Goal of the exercise> Reproduce the records from the beginning through the line containing "pixel 1120 114", inclusive, swapping each "drill" for "exercise" and keeping everything else the same. Leave the pictures out.

Dataset records>
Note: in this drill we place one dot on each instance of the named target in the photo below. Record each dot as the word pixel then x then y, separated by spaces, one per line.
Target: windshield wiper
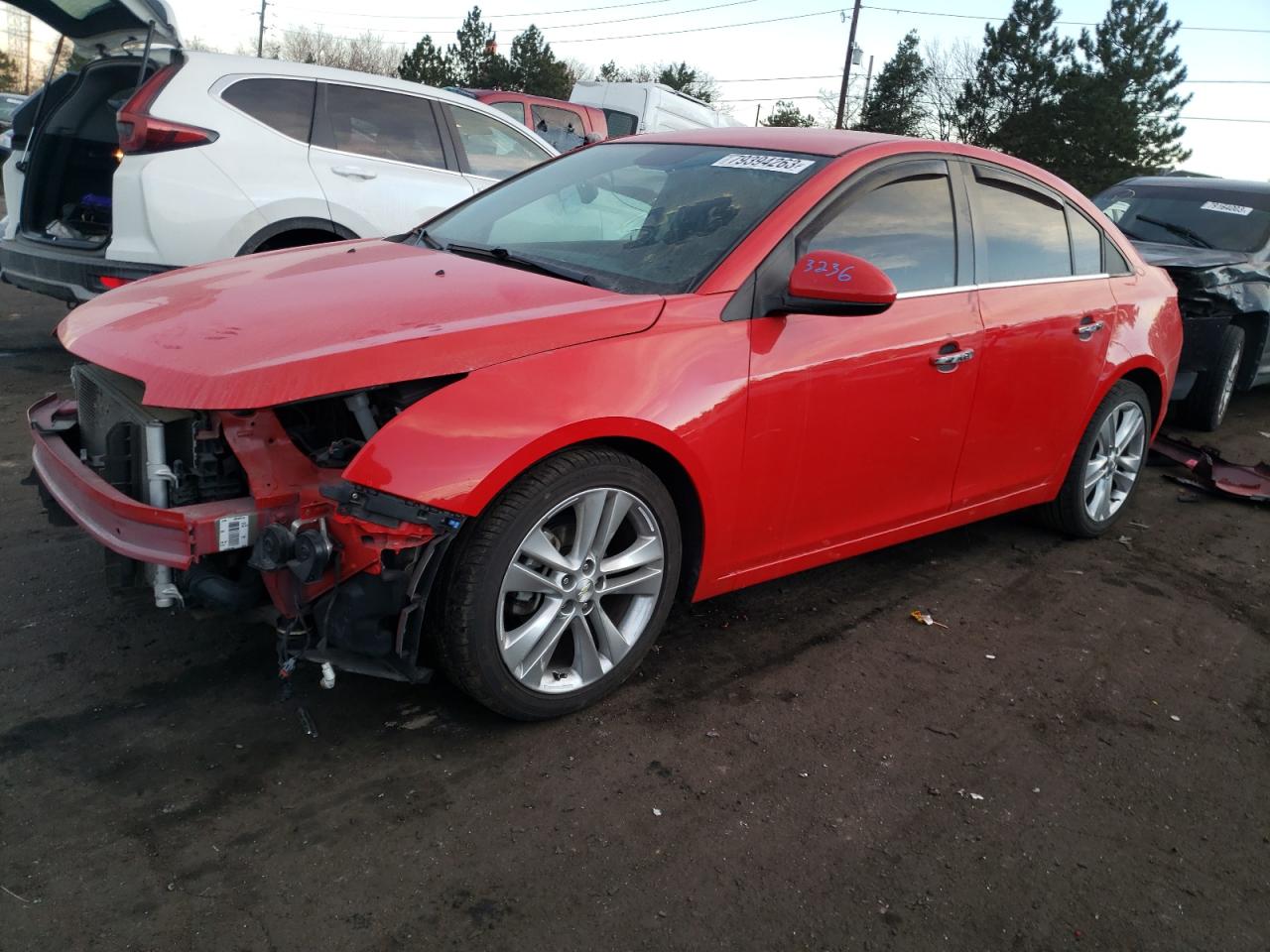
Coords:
pixel 1180 230
pixel 531 264
pixel 421 234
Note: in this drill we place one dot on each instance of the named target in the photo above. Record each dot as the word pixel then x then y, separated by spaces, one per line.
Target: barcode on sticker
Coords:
pixel 232 531
pixel 765 163
pixel 1225 207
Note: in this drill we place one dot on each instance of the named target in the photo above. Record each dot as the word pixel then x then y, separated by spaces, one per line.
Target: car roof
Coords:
pixel 829 143
pixel 1198 184
pixel 229 63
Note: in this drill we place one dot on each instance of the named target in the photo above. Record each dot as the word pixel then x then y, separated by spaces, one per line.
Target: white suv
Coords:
pixel 150 158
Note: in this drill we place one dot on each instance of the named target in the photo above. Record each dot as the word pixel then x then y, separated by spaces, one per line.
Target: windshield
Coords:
pixel 629 216
pixel 1199 216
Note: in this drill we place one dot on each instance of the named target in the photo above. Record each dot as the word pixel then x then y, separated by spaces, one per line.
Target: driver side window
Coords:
pixel 906 227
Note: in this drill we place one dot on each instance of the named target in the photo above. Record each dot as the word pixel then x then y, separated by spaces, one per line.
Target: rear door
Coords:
pixel 489 150
pixel 1048 315
pixel 855 424
pixel 381 160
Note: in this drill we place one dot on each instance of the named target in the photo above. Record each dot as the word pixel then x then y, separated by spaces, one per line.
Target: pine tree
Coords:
pixel 475 61
pixel 536 70
pixel 688 79
pixel 897 103
pixel 427 63
pixel 1012 100
pixel 785 113
pixel 1120 114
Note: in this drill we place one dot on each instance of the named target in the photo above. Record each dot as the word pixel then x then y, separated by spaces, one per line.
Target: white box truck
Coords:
pixel 647 107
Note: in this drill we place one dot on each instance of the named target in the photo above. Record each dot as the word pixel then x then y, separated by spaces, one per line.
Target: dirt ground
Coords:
pixel 1079 761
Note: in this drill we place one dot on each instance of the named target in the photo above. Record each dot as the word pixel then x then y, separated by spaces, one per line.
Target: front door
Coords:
pixel 856 424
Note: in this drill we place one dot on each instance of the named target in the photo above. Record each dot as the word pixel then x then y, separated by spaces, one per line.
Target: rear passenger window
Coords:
pixel 1086 244
pixel 563 128
pixel 1024 234
pixel 494 150
pixel 282 104
pixel 381 126
pixel 515 109
pixel 905 227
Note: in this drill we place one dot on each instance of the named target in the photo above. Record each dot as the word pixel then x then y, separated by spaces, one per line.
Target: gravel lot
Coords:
pixel 1080 760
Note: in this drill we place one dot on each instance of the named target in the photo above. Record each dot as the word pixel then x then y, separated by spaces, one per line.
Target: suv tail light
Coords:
pixel 141 132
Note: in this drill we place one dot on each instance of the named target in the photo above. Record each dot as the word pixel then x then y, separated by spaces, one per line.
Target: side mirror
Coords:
pixel 830 282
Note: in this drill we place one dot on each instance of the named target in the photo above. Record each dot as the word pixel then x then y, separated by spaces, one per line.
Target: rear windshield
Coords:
pixel 1199 217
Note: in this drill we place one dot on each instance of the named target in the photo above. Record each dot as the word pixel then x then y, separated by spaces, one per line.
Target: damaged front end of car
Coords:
pixel 248 512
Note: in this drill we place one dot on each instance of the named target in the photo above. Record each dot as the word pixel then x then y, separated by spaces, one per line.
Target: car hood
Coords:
pixel 271 329
pixel 1164 255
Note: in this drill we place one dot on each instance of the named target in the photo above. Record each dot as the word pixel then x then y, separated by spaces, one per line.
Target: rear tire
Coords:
pixel 1206 404
pixel 1106 466
pixel 539 622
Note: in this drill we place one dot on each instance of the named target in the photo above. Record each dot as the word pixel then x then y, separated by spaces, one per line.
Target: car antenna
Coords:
pixel 145 58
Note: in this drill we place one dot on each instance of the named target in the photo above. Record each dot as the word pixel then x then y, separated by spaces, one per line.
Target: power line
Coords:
pixel 1065 23
pixel 490 16
pixel 601 23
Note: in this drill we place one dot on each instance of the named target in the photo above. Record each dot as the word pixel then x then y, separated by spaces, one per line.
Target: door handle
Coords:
pixel 1088 327
pixel 947 363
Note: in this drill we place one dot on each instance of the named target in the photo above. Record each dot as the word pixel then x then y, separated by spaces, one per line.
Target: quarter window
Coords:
pixel 1086 244
pixel 282 104
pixel 381 126
pixel 494 150
pixel 1024 234
pixel 905 227
pixel 563 128
pixel 516 111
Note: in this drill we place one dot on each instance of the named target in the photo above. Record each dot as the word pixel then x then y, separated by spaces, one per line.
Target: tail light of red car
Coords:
pixel 140 132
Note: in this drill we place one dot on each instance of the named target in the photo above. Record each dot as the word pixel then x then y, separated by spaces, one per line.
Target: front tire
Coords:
pixel 1106 466
pixel 1209 399
pixel 561 587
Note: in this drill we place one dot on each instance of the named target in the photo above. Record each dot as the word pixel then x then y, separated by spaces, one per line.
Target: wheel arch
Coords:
pixel 273 230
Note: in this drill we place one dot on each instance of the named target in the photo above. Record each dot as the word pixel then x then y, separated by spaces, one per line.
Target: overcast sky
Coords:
pixel 1227 60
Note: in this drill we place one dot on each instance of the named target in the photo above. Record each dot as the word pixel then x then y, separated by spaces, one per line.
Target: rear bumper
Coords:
pixel 68 276
pixel 171 537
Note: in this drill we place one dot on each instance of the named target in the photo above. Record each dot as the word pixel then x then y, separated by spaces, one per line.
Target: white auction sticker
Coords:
pixel 766 163
pixel 232 531
pixel 1228 208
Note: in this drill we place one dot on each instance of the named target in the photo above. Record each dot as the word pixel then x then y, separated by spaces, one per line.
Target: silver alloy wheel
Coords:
pixel 1228 385
pixel 592 567
pixel 1115 460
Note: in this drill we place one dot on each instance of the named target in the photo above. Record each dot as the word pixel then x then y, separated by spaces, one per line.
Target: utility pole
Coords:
pixel 846 67
pixel 259 42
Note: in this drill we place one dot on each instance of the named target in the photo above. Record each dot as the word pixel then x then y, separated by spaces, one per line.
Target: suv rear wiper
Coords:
pixel 530 264
pixel 1180 230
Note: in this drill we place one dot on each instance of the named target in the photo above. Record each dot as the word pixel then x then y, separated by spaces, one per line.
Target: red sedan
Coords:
pixel 666 365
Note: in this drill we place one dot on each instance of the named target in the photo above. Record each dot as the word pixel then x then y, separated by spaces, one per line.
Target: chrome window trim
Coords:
pixel 390 162
pixel 993 285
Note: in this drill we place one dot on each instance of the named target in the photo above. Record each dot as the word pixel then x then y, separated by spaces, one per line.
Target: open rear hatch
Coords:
pixel 103 27
pixel 67 131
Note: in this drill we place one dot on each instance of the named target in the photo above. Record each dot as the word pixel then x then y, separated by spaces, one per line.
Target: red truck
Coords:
pixel 564 125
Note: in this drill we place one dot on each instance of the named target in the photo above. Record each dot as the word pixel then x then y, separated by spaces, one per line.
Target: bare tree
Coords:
pixel 951 67
pixel 366 53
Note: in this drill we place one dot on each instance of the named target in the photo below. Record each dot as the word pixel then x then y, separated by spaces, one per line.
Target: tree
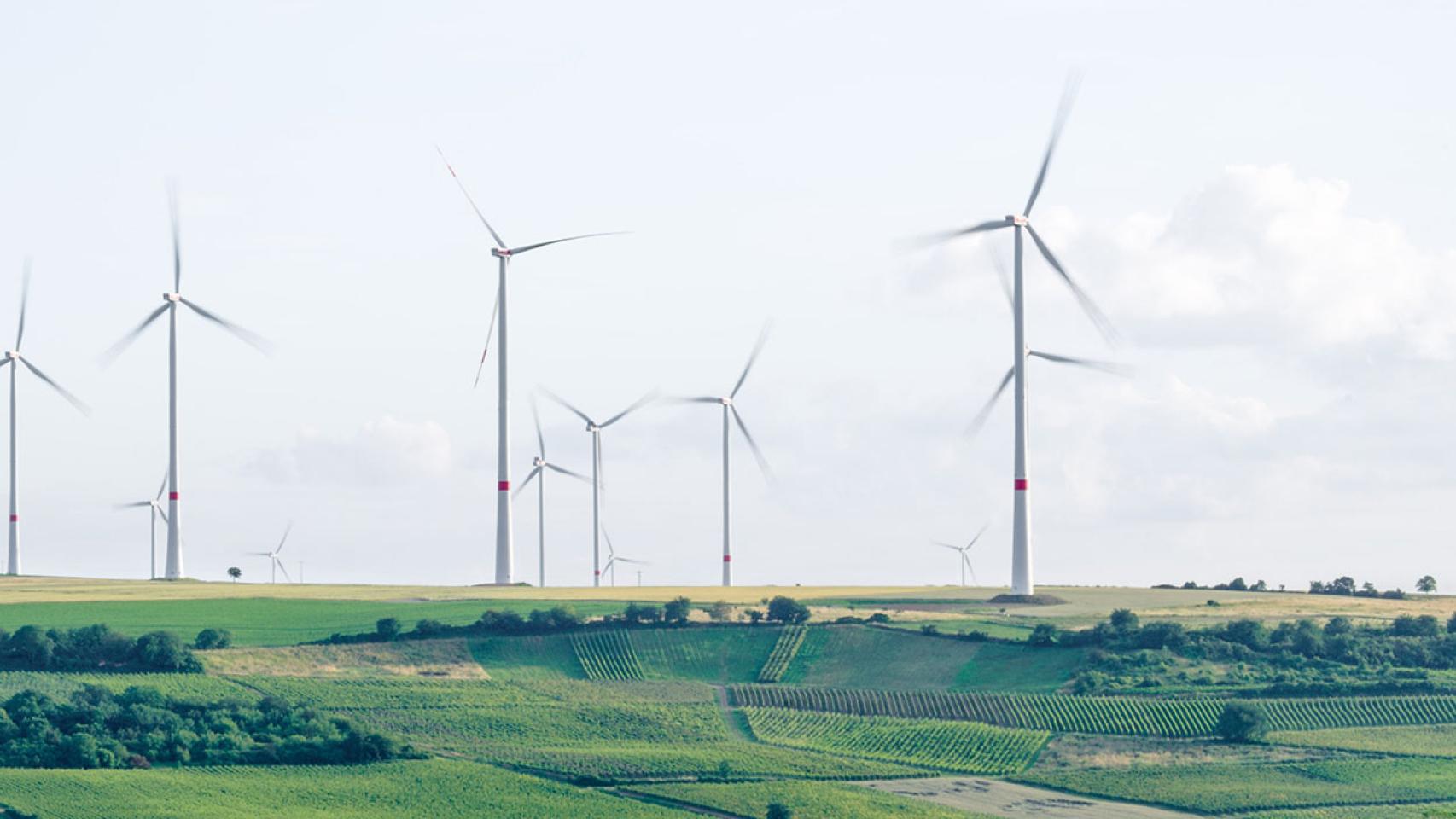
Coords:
pixel 1243 722
pixel 678 610
pixel 387 627
pixel 788 610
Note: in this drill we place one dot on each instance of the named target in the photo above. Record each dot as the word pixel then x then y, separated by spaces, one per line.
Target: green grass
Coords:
pixel 1245 787
pixel 261 621
pixel 835 656
pixel 808 800
pixel 961 746
pixel 546 656
pixel 1426 741
pixel 725 653
pixel 437 789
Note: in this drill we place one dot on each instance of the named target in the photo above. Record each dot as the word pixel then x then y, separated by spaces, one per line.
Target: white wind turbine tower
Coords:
pixel 965 556
pixel 1021 537
pixel 272 557
pixel 730 409
pixel 614 559
pixel 596 470
pixel 539 466
pixel 156 509
pixel 169 305
pixel 15 360
pixel 504 538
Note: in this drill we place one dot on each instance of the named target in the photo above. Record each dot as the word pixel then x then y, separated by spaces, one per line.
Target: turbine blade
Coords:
pixel 177 236
pixel 568 406
pixel 468 198
pixel 1063 108
pixel 986 410
pixel 125 340
pixel 753 445
pixel 526 247
pixel 248 336
pixel 948 235
pixel 635 406
pixel 25 299
pixel 536 419
pixel 1088 305
pixel 1088 363
pixel 564 470
pixel 488 334
pixel 525 483
pixel 753 357
pixel 64 393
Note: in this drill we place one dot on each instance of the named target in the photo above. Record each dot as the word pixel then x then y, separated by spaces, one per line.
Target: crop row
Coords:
pixel 608 655
pixel 783 653
pixel 969 748
pixel 1136 716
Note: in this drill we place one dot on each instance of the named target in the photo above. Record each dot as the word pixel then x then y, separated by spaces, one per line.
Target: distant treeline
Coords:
pixel 99 729
pixel 562 619
pixel 94 648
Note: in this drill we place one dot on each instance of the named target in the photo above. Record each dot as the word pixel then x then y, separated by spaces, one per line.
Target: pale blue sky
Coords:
pixel 1258 195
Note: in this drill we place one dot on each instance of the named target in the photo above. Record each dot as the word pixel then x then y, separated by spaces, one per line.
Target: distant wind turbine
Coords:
pixel 504 543
pixel 965 557
pixel 730 409
pixel 272 557
pixel 169 305
pixel 1016 375
pixel 539 468
pixel 596 470
pixel 156 509
pixel 14 357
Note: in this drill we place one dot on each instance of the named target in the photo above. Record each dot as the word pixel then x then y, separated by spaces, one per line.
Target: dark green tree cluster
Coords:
pixel 94 648
pixel 99 729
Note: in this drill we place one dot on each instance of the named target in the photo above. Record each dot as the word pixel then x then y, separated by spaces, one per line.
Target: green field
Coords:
pixel 437 789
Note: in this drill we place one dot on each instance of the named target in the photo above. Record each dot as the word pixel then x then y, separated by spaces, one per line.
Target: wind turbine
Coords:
pixel 614 561
pixel 156 509
pixel 539 466
pixel 1016 375
pixel 965 557
pixel 272 556
pixel 169 305
pixel 596 470
pixel 730 409
pixel 504 543
pixel 14 357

Result of this exercise>
Note: in this exercise we place one dot on each instance of the named target in the photo below. Record each dot as the word pixel then x then y, separated by spaces, one per line.
Target: windshield wiper
Coords:
pixel 1180 230
pixel 531 264
pixel 421 234
Note: in this exercise we place one dot on each instance of the named target in the photo above. Record each dot as the word pixel then x then y, separated by spaces, one per line.
Target: barcode on sticker
Coords:
pixel 232 531
pixel 765 163
pixel 1225 207
Note: in this exercise we place one dot on each instance of the named target in the photo above. Record each dot as the word pixel then x then y, separated by spaces, one per line.
Target: car roof
Coords:
pixel 829 143
pixel 1198 184
pixel 229 63
Note: in this exercise we place one dot on each instance of the named target in the photo above. Record each dot as the word pixel then x then y, separated by spaces, one per line.
Target: white suv
Coords:
pixel 150 158
Note: in this exercise we place one dot on each instance of the named target in the photo above. Record each dot as the word pixel then x then y, separated by spaces, one per line.
Target: windshield
Coords:
pixel 629 216
pixel 1199 216
Note: in this exercise we place one dot on each instance of the named target in the photo above. Record each dot as the word pixel then x then y, separated by spaces, one per line.
Target: driver side window
Coords:
pixel 906 227
Note: in this exercise we place one dot on each instance of the named target in the photo above. Record each dot as the word pixel then x then y, separated by spaces, one per line.
Target: rear door
Coords:
pixel 489 150
pixel 1048 315
pixel 855 424
pixel 381 160
Note: in this exercise we place one dot on each instance of the named target in the photo above. Record each dot as the word pixel then x then y, separated by spaces, one per line.
Target: pine tree
Coords:
pixel 475 61
pixel 536 70
pixel 688 79
pixel 897 103
pixel 427 63
pixel 1012 100
pixel 785 113
pixel 1120 114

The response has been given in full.